## RECORDS PROVIDED
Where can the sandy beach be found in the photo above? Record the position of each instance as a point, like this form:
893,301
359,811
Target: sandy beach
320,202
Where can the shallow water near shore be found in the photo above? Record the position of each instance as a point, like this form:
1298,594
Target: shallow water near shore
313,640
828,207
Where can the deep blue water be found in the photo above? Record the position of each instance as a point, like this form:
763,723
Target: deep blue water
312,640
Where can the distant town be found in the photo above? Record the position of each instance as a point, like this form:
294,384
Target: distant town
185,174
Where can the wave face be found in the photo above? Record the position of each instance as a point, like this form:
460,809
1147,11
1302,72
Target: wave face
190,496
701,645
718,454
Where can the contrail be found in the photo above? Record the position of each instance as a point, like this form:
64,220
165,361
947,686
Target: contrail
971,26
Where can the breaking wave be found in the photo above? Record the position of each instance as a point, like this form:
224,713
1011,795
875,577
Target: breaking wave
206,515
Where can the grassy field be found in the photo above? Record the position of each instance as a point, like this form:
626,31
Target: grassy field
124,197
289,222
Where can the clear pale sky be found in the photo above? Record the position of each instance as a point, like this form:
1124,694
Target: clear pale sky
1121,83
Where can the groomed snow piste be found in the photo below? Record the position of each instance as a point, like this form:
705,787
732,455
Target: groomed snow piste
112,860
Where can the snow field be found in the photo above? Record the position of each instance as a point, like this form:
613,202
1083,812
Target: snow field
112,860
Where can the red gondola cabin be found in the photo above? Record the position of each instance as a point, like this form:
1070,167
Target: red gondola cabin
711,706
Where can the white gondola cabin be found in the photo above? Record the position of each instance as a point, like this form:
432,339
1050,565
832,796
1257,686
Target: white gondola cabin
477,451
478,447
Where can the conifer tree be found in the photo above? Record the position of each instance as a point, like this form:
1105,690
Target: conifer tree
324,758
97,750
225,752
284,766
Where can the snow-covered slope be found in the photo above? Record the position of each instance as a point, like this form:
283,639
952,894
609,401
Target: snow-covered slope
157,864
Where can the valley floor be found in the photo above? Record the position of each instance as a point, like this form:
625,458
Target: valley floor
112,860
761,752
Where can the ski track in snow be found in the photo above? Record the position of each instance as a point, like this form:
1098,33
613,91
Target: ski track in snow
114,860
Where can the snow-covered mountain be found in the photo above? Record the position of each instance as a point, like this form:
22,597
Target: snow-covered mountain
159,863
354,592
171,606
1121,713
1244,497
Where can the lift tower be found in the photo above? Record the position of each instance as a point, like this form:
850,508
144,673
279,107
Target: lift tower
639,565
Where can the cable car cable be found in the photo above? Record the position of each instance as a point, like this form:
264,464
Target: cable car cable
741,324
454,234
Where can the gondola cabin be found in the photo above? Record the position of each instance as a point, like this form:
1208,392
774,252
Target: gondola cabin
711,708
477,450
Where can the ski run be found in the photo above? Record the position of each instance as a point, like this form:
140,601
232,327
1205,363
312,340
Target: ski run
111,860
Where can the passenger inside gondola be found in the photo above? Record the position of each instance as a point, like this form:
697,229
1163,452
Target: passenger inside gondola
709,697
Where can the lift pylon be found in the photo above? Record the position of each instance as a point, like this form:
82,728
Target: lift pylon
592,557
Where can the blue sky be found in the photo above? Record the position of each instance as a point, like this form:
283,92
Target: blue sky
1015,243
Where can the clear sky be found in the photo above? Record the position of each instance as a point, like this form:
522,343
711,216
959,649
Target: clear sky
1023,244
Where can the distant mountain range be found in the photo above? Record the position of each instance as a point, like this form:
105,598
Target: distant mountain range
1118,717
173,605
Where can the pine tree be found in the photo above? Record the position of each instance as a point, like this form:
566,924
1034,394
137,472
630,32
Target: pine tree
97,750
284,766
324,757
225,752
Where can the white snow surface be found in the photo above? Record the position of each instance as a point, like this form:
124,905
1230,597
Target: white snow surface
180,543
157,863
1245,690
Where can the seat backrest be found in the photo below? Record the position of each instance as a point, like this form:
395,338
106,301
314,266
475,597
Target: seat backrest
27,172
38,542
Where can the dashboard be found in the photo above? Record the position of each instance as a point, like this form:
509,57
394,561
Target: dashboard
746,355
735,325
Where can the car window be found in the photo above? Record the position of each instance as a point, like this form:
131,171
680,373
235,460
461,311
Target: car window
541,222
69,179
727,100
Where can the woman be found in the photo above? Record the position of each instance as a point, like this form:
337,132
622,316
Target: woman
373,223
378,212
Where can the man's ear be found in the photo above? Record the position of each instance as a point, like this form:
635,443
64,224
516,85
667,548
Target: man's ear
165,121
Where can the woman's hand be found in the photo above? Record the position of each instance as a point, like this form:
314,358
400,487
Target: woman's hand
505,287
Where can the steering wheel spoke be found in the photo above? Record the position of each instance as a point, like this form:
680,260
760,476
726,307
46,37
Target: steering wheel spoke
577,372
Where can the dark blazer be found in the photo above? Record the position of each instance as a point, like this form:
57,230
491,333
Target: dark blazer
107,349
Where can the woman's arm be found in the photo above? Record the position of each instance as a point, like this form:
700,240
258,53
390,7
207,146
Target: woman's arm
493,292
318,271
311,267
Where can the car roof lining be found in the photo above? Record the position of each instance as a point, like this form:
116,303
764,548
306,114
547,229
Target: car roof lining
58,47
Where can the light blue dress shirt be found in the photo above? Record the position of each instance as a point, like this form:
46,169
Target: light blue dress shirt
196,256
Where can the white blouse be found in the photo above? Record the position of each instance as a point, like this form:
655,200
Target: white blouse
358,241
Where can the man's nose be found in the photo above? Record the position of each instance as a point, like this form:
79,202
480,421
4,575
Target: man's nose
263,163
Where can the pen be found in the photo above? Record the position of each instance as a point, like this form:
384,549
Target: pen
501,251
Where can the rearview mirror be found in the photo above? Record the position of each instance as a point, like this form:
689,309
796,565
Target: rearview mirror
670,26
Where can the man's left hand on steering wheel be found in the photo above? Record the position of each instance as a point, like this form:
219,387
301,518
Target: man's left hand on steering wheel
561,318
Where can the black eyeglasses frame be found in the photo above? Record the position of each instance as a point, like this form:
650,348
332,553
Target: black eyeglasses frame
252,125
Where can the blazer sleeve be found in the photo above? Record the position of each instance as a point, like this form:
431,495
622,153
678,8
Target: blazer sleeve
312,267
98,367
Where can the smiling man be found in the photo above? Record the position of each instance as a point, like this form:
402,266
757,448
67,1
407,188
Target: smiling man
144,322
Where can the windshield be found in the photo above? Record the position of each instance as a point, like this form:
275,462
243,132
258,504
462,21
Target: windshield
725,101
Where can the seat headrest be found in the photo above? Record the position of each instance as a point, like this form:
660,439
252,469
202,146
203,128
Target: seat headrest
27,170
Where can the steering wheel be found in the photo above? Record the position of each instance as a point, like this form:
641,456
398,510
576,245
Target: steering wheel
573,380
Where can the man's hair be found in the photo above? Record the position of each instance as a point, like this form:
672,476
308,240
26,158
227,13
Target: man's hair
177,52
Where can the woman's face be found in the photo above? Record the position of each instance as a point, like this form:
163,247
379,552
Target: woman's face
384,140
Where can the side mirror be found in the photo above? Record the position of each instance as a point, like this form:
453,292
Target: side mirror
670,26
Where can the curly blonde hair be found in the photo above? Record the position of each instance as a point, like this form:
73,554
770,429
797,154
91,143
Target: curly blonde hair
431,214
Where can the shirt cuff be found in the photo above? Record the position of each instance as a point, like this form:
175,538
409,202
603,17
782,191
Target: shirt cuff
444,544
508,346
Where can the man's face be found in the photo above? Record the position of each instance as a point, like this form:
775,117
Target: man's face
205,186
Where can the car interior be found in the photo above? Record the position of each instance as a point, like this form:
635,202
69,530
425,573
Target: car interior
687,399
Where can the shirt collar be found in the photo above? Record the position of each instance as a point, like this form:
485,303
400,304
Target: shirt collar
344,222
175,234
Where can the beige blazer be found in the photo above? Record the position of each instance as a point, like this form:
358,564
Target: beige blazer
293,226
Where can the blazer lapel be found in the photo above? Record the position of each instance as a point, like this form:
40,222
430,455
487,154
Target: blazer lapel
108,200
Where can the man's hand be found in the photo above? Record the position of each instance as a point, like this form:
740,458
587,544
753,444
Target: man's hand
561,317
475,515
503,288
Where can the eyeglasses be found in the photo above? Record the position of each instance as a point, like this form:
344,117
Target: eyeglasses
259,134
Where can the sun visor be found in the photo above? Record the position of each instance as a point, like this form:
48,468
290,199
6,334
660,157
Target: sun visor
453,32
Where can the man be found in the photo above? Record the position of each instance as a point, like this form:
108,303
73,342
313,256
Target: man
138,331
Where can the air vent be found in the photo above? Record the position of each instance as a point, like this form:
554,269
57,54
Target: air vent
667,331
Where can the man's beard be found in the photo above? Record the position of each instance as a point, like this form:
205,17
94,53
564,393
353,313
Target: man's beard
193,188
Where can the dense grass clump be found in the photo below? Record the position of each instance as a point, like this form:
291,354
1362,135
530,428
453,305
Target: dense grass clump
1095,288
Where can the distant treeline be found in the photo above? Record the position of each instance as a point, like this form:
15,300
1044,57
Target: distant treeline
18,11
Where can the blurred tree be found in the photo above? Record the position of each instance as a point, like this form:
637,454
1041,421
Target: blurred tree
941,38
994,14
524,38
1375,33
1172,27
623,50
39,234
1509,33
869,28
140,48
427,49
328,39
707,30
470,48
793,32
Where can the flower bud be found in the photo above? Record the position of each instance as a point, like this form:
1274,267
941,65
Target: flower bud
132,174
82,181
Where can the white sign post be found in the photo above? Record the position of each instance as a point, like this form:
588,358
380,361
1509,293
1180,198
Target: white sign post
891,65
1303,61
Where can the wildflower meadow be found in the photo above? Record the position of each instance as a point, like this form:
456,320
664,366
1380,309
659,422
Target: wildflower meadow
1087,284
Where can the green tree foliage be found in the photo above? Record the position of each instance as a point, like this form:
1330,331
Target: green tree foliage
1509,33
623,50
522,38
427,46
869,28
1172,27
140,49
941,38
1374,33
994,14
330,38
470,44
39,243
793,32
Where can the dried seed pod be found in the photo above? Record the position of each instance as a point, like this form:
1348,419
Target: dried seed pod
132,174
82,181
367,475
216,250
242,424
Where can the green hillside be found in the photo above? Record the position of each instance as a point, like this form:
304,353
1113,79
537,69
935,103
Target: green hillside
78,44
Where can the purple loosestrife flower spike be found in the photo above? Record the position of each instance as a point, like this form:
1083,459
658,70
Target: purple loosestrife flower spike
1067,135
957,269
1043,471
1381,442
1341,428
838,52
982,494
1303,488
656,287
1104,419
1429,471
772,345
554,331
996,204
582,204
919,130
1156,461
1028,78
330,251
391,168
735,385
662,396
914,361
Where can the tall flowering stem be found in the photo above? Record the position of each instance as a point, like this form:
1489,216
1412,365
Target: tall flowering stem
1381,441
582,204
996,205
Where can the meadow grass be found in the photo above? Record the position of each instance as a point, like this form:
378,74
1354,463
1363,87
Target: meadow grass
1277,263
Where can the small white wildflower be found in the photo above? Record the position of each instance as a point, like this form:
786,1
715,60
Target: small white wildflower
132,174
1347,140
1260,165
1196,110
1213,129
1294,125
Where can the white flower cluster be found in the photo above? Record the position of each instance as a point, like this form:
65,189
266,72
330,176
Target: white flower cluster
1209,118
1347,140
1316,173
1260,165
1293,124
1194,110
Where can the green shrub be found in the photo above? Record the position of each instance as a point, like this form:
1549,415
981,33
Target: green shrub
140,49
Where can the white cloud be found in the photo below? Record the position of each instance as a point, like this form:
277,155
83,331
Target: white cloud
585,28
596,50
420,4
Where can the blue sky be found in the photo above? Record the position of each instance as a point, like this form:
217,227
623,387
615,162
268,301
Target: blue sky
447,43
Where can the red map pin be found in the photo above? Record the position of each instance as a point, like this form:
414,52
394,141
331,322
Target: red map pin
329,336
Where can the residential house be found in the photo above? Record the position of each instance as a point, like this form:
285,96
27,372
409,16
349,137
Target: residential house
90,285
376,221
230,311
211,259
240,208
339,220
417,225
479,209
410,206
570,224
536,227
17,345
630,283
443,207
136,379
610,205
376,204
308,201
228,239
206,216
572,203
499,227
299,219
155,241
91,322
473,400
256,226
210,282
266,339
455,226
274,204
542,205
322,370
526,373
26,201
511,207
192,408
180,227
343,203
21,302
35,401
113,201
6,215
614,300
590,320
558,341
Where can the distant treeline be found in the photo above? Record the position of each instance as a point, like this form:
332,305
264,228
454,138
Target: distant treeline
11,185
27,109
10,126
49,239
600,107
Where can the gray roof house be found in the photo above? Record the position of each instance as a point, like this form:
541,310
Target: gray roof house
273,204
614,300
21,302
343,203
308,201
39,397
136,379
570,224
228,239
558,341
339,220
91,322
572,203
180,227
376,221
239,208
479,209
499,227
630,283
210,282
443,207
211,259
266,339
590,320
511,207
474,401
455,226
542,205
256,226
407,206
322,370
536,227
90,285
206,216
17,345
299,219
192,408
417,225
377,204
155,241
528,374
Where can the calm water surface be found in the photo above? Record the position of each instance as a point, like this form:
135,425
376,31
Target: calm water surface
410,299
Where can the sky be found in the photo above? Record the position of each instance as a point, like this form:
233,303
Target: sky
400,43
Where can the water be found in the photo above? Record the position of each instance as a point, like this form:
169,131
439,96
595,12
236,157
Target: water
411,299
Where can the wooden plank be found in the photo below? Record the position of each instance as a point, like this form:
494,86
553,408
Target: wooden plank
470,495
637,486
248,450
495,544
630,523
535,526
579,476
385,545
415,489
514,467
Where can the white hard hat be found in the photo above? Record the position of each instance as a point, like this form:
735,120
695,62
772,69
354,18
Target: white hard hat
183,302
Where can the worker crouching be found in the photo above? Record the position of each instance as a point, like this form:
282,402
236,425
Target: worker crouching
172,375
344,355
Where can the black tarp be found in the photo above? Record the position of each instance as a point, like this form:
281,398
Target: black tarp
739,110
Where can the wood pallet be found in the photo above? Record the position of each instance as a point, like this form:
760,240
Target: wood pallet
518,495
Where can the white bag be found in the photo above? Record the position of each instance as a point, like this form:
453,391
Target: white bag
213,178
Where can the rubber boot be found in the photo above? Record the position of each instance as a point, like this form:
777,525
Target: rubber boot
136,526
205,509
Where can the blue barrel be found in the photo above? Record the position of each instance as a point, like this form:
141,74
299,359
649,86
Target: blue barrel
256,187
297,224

## INSTRUCTION
Starting at the line that contains "Where can the wooden", output each remaining line of the listing, the last line included, exactly as it appears.

## PROBLEM SOLUTION
Where can the wooden plank be found in the photo below? Record the position of each instance as a point, like this form:
494,86
553,408
Target: wooden plank
470,495
637,486
248,450
495,544
630,523
535,526
579,476
385,545
415,489
514,467
Where can the white hard hat be found in the photo above? Record the position of each instance as a point, like this form:
735,120
695,62
772,69
354,18
Target: white hard hat
183,302
Where can the worker crouching be found in the photo above? Record the position of each instance as a point, like this form:
282,402
236,425
Target: worker crouching
172,375
344,355
Where can the black tarp be found in the photo above? Record the position of each instance as a point, like this form:
281,398
Target: black tarp
739,110
Where can the wood pallet be found in the photo above? Record the position of each instance as a point, like this form:
760,240
Target: wood pallet
518,495
Where can the white bag be found in the photo above? Record the position of each instance as a point, like this form:
453,391
Target: white bag
213,178
Where can the rubber boot be found in the photo above? Record the position of each instance as a point, like this form:
777,525
Target: rubber boot
136,526
205,509
Where can the blue barrel be found in the photo above? Record the position of each instance as a point, like this form:
141,74
299,359
649,86
Target: blue barrel
256,187
297,224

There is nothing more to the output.